***** Selected text
Just don't buy any fund with fees. There are a ton of no load funds out there. You are just wasting money by paying fees up front, or when you sell. Be careful because normally advisors try and push their companies funds (which 99% of the time have a fee).
or, if you begin feeling more confident with investing, you can always bypass the whole mutual fund thing and take a look at Exchange Traded Funds. openly sold, bought, traded as common stocks. just need to make sure you take into account commission fees during transactions when comparing benefits disadvantages between mutual and EFT's
#5
Suzuka Master
Re: School me on Mutal funds
Originally posted by mikeymobiles
She already starting talking to me about a mutual fund that gets 17% on the return and since i am young i dont mind putting it away for some time is this a realisitic number though?
She already starting talking to me about a mutual fund that gets 17% on the return and since i am young i dont mind putting it away for some time is this a realisitic number though?
**********
***** Source material
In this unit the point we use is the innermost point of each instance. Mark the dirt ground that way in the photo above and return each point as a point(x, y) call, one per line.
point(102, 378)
**********
◆ Given request
Please rewrite the mutual fund post from "Just don't buy" up to and including "have a fee).", changing "no load funds" to "no-load funds". You won't need the material to do this.

◆ Result of the exercise
Just don't buy any fund with fees. There are a ton of no-load funds out there. You are just wasting money by paying fees up front, or when you sell. Be careful because normally advisors try and push their companies funds (which 99% of the time have a fee).